▶ EXCERPTED PASSAGE:
The PEOPLE of the State of California, Plaintiff and Respondent, v. Rose Marie JOHNSON and Ledell Earvis Moore, Defendants and Appellants.
A jury found defendants guilty of three counts each of the violation of Penal Code section 470 (the alteration of and passing three ‘Bondified’ money orders). Imposition of sentence was suspended for both defendants and each placed on probation for three years, subject to the usual conditions and one year in the county jail. Both defendants appeal from the judgment and order.
An examination of the entire record of this case convinces us that prejudicial error has occurred requiring reversal. For the delineation of these errors it is necessary to set out in detail pertinent portions of the testimony.
Mrs. Goldie Etheridge, cashier and sales clerk at the Manor Five and Ten store in Sacramento, testified that in the first week of December 1962 she sold three money orders, each for the sum of $1.00, to defendant Rose Marie. Defendant Moore was with her at the time. Mrs. Etheridge positively identified defendants as the persons who purchased the money orders; she remembered them because it was unusual to purchase money orders in the amount of $1.00, and they had been in before for money orders for the same amount. At a later time they had attempted to purchase four more money orders but left when Mrs. Etheridge asked them ‘to put their name and address on them.’
Each money order is numbered and consists of an original and two copies. When issued the original and two copies are inserted in a check-writing machine at the same time. The amount and the issuing agency's number are stamped on the original and the copies. The white, or first copy, is then retained by the agency to be forwarded to the Travelers Express Company; the original and second copy (yellow) are given to the purchaser. The original is negotiable and passed for the amount indicated on its face. The party honoring the money order returns the original to the office of Travelers Express Company. If Travelers Express notices a discrepancy between the white copy received and the original, it will refuse payment.

▶ TO BE DONE:
(A) Using the court opinion, state for each of the statements below whether it agrees with the text. Answer yes or no and quote the text's deciding words exactly.
(i) Each defendant was placed on probation for three years.
(ii) Mrs. Etheridge sold the three money orders to defendant Moore.
(iii) The purchaser of a money order receives the white copy.
(B) Transcribe the court opinion from "The PEOPLE of" to "judgment and order.".
(C) Pick up the court opinion after its final sentence and continue writing it.
The data that follow have no role in this work.

▶ MATERIAL:
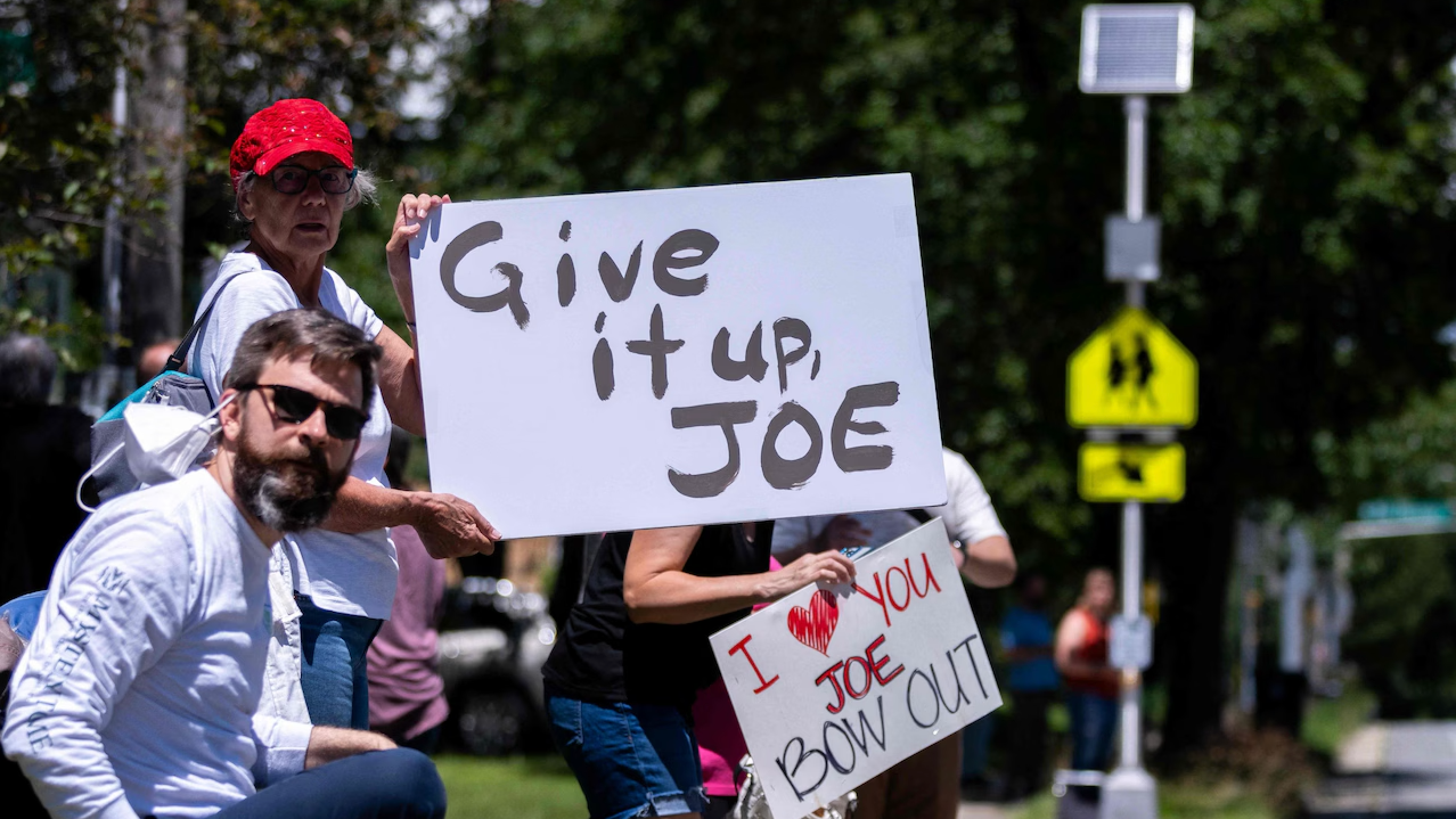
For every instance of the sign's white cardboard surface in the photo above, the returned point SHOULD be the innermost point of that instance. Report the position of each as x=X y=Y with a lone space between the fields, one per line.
x=833 y=686
x=618 y=361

▶ TASK ANSWERS:
(A)
(i) Yes: "each placed on probation for three years"
(ii) No: "she sold three money orders, each for the sum of $1.00, to defendant Rose Marie"
(iii) No: "The white, or first copy, is then retained by the agency"

(B)
The PEOPLE of the State of California, Plaintiff and Respondent, v. Rose Marie JOHNSON and Ledell Earvis Moore, Defendants and Appellants.
A jury found defendants guilty of three counts each of the violation of Penal Code section 470 (the alteration of and passing three ‘Bondified’ money orders). Imposition of sentence was suspended for both defendants and each placed on probation for three years, subject to the usual conditions and one year in the county jail. Both defendants appeal from the judgment and order.

(C)
In the instant case Mrs. Etheridge issued the three consecutive money orders, each for $1.00, to defendants. The white copies sent to Travelers Express so confirmed the amount. The original money orders when received by Travelers Express had been raised to the amounts of $146, $146, and $148.
Officers from three banks in Oroville testified they had cashed the money orders payable to ‘Mary Mitchel’ on December 7, 1962. One of the officers, William Wool-ridge, further testified that he recalled the incident of the person who came in and presented the money order and who identified herself as Mary Mitchel, using a temporary driver's license for identification. He was able to describe this woman but no attempt was made to have him identify Ola Mae Kemp as that person.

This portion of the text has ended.